* SUPPLIED TEXT *
A bitmap is an interface, i.e. any table with the following fields is a bitmap:

  • w, h - bitmap dimensions, in pixels.
  • stride - row stride in bytes. must be at least w * bpp / 8 (can be fractional for < 8bpp formats).
  • bottom_up - if true, the rows are are arranged bottom-up instead of top-down.
  • data - the pixel buffer (string or a cdata buffer). the pixels must be packed in stride-long rows, top-down or bottom-up.
  • size - size of the pixel buffer, in bytes.
  • format - the pixel format, either a string naming a predefined format (below table), or a table specifying a custom format (see customization).

Predefined formats

name colortype channels bits/channel bits/pixel
rgb8, bgr8 rgba8 RGB 8 24
rgb16, bgr16 rgba16 RGB 16 48
rgbx8, bgrx8, xrgb8, xbgr8 rgba8 RGB 8 32
rgbx16, bgrx16, xrgb16, xbgr16 rgba16 RGB 16 64
rgba8, bgra8, argb8, abgr8 rgba8 RGB+alpha 8 32
rgba16, bgra16, argb16, abgr16 rgba16 RGB+alpha 16 64
rgb565 rgba8 RGB 5/6/5 16
rgb0555 rgba8 RGB 5 16
rgb5550 rgba8 RGB 5 16
rgb444 rgba8 RGB 4 16
rgba4444 rgba8 RGB+alpha 4 16
rgba5551 rgba8 RGB+alpha 5/5/5/1 16
rgba1555 rgba8 RGB+alpha 1/5/5/5 16
ga8, ag8 ga8 GRAY+alpha 8 16
ga16, ag16 ga16 GRAY+alpha 16 32
g1 ga8 GRAY 1 1
g2 ga8 GRAY 2 2
g4 ga8 GRAY 4 4
g8 ga8 GRAY 8 8
g16 ga16 GRAY 16 16
cmyk8 cmyk8 inverse CMYK 8 32
ycc8 ycc8 JPEG YCbCr 8 8 24
ycck8 ycck8 JPEG YCbCrK 8 8 32
rgbaf rgbaf RGB+alpha 32 128
rgbad rgbaf RGB+alpha 64 256
raw8 raw8 X 8 8
raw16 raw16 X 16 16
raw32 raw32 X 32 32
raw64 raw64 X 64 64

Predefined colortypes

name channels value type value range
rgba8 r, g, b, a integer 0..0xff
rgba16 r, g, b, a integer 0..0xffff
ga8 g, a integer 0..0xff
ga16 g, a integer 0..0xffff
cmyk8 c, m, y, k integer 0..0xff
ycc8 y, c, c integer 0..0xff
ycck8 y, c, c, k integer 0..0xff
rgbaf r, g, b, a float or double 0..1
raw8 x integer 0..0xff
raw16 x integer 0..0xffff
raw32 x integer 0..0xffffffff
raw64 x integer 0..0xffffffffffffffffUL

Quick API Reference

format conversion
bitmap.new(w, h, ...) -> dst create a bitmap
bitmap.copy(src[, format], ...) -> dst copy and convert a bitmap
bitmap.paint(src, dst, dstx, dsty, ...) -> dst paint a bitmap on another
cropping
bitmap.sub(src, x, y, w, h) -> dst make a sub-bitmap
pixel access
bitmap.pixel_interface(src) -> getpixel, setpixel get a pixel interface
bitmap.channel_interface(bmp, n) -> getval, setval get a channel interface
dithering
bitmap.dither.fs(bmp, rN, gN, bN, aN) apply dithering
bitmap.dither.ordered(bmp, rN, gN, bN, aN) apply dithering
effects
bitmap.invert(bmp) invert colors (in place)

* PROBLEM STATEMENT *
Rewrite the bitmap documentation from "A bitmap is" to "instead of top-down.", putting "measurements" wherever "dimensions" appears.

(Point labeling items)

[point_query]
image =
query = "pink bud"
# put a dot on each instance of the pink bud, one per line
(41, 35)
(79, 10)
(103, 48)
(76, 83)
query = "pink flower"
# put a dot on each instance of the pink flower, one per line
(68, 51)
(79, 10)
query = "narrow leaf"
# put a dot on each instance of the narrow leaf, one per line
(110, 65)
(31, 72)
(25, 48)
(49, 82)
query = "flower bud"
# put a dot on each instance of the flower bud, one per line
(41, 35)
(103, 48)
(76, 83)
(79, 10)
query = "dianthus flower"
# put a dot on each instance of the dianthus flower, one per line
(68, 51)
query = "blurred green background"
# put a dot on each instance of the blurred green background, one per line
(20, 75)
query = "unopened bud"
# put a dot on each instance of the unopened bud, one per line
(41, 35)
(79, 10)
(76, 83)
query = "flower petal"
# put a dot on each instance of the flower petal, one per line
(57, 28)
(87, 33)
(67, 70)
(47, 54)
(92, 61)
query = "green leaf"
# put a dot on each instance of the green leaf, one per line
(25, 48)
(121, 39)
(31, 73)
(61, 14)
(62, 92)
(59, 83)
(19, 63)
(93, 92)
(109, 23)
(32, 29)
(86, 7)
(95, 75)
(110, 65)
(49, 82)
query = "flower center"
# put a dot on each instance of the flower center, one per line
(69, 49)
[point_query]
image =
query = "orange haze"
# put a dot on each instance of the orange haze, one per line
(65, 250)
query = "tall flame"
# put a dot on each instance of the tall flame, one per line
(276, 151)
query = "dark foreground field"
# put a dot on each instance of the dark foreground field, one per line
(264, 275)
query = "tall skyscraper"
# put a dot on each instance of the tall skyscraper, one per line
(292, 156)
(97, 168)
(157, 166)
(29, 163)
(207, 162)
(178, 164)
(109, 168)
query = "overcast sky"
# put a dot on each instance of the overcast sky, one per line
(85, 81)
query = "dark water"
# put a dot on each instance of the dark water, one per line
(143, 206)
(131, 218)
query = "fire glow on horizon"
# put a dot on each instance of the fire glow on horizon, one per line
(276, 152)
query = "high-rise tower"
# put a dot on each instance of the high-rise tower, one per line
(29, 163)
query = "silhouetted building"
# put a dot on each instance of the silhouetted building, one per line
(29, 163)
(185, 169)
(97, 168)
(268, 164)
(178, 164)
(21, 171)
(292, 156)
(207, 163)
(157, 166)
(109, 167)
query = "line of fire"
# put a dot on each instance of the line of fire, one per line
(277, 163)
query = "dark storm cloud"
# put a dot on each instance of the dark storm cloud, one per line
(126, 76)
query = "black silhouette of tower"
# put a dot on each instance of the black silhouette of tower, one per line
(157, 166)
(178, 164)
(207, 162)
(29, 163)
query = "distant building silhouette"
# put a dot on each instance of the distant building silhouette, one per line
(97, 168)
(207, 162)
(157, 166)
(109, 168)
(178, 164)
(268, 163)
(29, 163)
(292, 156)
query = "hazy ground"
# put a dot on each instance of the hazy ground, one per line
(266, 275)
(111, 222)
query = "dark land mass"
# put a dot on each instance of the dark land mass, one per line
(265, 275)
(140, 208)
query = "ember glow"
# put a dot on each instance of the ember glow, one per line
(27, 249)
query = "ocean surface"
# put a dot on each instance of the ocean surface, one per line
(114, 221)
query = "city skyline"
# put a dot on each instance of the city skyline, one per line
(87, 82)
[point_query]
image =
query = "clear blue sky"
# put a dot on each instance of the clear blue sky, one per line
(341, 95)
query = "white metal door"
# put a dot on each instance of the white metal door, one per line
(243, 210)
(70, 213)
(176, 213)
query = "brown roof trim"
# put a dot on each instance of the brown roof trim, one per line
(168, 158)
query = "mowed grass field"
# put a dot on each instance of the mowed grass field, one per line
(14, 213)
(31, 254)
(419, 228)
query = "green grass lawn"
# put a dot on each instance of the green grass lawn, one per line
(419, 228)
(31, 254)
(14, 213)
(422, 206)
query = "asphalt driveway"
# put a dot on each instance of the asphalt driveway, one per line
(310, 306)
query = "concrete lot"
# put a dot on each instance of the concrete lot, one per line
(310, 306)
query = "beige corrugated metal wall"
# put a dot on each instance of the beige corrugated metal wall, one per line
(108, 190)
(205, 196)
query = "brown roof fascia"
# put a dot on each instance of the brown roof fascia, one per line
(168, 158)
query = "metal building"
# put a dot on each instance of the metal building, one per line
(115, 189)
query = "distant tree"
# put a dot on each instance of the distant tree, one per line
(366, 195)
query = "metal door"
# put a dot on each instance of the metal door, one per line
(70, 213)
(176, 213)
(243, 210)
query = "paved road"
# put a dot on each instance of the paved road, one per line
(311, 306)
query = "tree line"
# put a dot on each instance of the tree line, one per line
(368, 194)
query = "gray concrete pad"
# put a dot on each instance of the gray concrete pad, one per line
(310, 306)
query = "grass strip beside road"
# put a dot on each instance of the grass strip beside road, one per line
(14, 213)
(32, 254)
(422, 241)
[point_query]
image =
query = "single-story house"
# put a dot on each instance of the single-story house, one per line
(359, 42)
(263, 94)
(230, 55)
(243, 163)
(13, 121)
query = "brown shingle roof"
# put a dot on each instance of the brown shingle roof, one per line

* SOLUTION *
A bitmap is an interface, i.e. any table with the following fields is a bitmap:

  • w, h - bitmap measurements, in pixels.
  • stride - row stride in bytes. must be at least w * bpp / 8 (can be fractional for < 8bpp formats).
  • bottom_up - if true, the rows are are arranged bottom-up instead of top-down.